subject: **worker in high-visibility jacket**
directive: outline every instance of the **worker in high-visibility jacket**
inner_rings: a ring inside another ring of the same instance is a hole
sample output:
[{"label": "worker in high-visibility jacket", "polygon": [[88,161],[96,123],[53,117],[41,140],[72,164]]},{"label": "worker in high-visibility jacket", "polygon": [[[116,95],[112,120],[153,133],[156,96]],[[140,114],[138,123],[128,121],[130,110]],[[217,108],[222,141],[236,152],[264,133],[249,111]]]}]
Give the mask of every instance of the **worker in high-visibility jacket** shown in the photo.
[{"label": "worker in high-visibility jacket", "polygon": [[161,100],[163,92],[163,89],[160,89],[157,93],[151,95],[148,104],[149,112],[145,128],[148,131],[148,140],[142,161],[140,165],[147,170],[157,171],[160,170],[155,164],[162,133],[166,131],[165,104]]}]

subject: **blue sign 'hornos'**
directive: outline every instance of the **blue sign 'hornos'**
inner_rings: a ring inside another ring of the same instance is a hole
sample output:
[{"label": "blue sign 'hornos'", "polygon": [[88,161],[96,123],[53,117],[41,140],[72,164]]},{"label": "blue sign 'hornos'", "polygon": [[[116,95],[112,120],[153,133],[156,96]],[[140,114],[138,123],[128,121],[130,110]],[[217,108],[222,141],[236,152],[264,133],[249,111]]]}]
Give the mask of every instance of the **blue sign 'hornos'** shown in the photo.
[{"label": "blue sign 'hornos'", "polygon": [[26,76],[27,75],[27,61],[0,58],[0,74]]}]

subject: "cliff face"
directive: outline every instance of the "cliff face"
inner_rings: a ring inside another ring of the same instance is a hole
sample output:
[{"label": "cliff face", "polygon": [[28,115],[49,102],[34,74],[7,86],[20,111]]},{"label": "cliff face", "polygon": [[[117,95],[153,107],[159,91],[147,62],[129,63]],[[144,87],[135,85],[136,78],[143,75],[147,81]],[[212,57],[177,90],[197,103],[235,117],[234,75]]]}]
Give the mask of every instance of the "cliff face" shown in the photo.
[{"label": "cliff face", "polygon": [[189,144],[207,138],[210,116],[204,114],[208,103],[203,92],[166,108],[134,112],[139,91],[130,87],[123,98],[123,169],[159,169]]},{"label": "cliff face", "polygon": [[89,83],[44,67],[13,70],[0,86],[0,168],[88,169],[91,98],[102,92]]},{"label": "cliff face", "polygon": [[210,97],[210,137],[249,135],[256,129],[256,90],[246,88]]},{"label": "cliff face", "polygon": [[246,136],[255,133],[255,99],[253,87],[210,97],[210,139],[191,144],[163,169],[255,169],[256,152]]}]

----

> **EXERCISE DIRECTIONS**
State how many lines in the records above contain the word "every". Reply with the number only.

> **ANSWER TO THE EXERCISE**
6